Indo-Israeli Centre of Excellence for Animal Husbandary & Dairying, Hisar
- Type: Public
- Established: 2017
- Affiliations: MASHAV & ICAR
- Location: ‹See TfM›Hisar, ‹See TfM›Haryana, India 29°11′33″N 75°41′36″E﻿ / ﻿29.1924°N 75.6933°E
- Campus: Urban;
- Area: Within Government Livestock Farm, Hisar
- Nickname: CPB
- Website: cpbhisar.org

= Indo-Israeli Centre of Excellence for Animal Husbandary & Dairying, Hisar =

Future agricultural research center in Hisar, India

Indo-Israeli Centre of Excellence for Animal Husbandary & Dairying, Hisar, established by Haryana State in collaboration with MASHAV. The centre conducts research and training for cost-effective and innovative localised animal husbandry in India and dairy technologies for the intensive dairy production system of global standards to enhance per capita availability of milk. It is located within the Government Livestock Farm at Hisar in Haryana state of India.

==History==

It was established with a cost of INR 15 crore (150 million), based on a Memorandum of understanding signed between State Government of Haryana with MASHAV in April 2015.

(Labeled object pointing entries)
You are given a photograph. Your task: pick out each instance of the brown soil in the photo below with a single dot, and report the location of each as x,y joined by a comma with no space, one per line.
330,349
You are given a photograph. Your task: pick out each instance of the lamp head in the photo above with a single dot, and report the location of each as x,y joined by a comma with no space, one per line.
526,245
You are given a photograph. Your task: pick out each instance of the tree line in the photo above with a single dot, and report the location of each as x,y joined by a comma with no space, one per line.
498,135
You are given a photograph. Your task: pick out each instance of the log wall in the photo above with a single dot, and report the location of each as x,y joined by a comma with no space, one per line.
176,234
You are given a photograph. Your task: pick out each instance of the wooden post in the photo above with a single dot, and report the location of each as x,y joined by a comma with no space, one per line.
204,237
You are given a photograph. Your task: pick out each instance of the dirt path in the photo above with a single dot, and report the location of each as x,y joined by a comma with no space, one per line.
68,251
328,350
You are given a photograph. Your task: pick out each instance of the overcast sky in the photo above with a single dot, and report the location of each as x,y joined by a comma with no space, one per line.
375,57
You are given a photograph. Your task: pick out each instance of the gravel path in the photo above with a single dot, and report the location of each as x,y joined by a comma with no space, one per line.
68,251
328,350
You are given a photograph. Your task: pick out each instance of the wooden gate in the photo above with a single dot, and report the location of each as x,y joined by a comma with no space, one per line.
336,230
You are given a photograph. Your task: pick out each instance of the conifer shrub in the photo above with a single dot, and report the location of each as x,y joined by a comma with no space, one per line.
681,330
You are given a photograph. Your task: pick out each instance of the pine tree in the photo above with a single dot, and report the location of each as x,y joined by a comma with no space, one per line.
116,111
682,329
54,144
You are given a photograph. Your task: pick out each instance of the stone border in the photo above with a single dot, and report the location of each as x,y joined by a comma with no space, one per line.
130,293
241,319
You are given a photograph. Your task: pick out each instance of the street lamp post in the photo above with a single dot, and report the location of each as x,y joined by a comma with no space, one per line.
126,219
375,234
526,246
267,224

...

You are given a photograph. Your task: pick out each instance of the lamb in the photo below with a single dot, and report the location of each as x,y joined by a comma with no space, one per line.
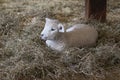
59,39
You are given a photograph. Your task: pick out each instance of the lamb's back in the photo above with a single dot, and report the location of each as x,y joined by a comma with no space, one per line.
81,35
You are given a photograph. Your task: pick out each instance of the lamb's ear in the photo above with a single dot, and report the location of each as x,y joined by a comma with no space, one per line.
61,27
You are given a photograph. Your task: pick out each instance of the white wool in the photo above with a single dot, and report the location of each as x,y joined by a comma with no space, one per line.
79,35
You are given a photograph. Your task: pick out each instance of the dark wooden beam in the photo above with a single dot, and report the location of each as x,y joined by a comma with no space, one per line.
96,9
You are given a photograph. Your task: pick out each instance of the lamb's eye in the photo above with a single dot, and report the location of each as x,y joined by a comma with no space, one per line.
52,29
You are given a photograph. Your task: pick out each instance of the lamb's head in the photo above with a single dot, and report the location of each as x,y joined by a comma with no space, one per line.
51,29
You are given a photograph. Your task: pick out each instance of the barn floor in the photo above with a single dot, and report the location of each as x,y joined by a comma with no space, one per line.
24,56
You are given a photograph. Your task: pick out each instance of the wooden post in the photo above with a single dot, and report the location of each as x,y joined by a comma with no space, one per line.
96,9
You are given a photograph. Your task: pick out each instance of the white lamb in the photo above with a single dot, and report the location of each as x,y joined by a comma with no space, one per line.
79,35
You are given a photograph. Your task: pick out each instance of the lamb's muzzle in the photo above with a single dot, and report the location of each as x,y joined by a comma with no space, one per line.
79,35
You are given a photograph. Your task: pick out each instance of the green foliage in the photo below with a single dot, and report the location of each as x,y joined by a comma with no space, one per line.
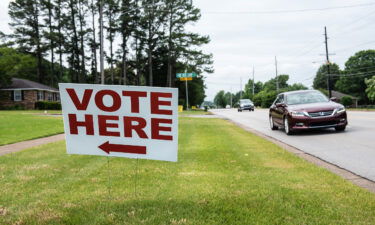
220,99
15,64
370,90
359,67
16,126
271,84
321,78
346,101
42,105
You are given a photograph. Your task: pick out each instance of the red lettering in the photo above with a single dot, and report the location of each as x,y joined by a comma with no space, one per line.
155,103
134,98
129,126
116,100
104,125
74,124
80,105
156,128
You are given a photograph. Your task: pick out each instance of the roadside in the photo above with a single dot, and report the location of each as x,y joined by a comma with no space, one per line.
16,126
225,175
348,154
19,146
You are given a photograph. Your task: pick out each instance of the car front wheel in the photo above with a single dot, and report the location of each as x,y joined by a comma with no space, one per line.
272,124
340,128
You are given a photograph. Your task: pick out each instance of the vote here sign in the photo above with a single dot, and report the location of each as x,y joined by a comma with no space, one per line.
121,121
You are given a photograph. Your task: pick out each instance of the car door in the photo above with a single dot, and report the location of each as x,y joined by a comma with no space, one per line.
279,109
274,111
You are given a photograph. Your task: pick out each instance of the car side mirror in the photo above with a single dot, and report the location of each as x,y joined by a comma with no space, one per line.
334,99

* * *

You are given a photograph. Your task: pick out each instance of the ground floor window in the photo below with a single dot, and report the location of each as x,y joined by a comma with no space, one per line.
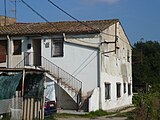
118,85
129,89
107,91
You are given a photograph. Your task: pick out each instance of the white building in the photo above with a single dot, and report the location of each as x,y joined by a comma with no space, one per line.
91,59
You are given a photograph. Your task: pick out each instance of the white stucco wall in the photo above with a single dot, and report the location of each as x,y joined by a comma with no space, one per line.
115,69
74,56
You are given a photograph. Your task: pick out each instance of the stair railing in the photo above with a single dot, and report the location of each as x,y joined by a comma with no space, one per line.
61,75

_Task details_.
Continue the article on the Indo-Israeli dairy and animal husbandry centre in Hisar from its last sentence.

_Result for this task_.
==Objectives==

Since Haryana aims to be the leading state of the country in milk production, Israel, a leading country in terms of its dairy management techniques, is a good model for Haryana to follow. Since Israel produces 5 to 6 times more milk per milk animal compared to India, Israel and India produce 36 liter and 6.868 liter milk per milch animal respectively, Israeli technical assistance is helpful for Haryana in becoming a leading state in terms of milk production.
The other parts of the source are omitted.